PROMPT A:
Answer these questions using the forum thread about the Time Machine drive:
(i) What error message appears when the drive ejects itself?
(ii) How many days before the first post was the problem not yet happening?
(iii) In the reply dated May 10, 2014, about how far along were the backups when the Time Capsule ejected the external drives?
PROMPT B:
For each statement, decide whether it agrees with the forum thread about the Time Machine drive. Answer yes or no, and quote the words that decide it.
(i) The first poster turned off automatic backups.
(ii) The first post was published in 2014.
(iii) The writer of the May 10, 2014 reply has four machines to back up.

TEXT PASSAGE:
========================

My Time Machine disk drive has been "ejecting" itself since I installed Snow Leopard. I'm not unplugging it, or turning it off. I'm not touching it.
I'm getting the following error message:
"The disk was not ejected properly. If possible, always eject a disk before unplugging it or turning it off."

My question is why would a disk drive be "ejecting" itself. I've turned off the auto backups, and unselected the drive as the backup disk. It is still "ejecting" itself which leads me to believe the problem isn't with Time Machine but with something else - something connected with Snow Leopard because this wasn't happening five days ago before I installed SL.

iMac5,1 Intel Core 2 Duo, Mac OS X (10.6)

Posted on Sep 9, 2009 5:40 PM

Reply
961 replies

May 10, 2014 12:47 PM in response to judithnewman

Hi all - I think this issue is far more down in the depths than simple preferences.


After giving up on my (now utterly useless) mac mini server I wired up my time machine drives to my Time Capsule instead. After 2 days happilly getting all my backups in place (I have 2 backup drives running and 3 machines to back up) and being about 80% there the Time Capsule decide to eject the external drives too.

========================

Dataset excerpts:
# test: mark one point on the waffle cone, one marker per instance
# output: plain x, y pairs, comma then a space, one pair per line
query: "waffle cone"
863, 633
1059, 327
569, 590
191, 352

========================

EXERCISE SOLUTION A:
(i) "The disk was not ejected properly. If possible, always eject a disk before unplugging it or turning it off."
(ii) Five days.
(iii) About 80%.

EXERCISE SOLUTION B:
(i) Yes: "I've turned off the auto backups"
(ii) No: "Posted on Sep 9, 2009 5:40 PM"
(iii) No: "I have 2 backup drives running and 3 machines to back up"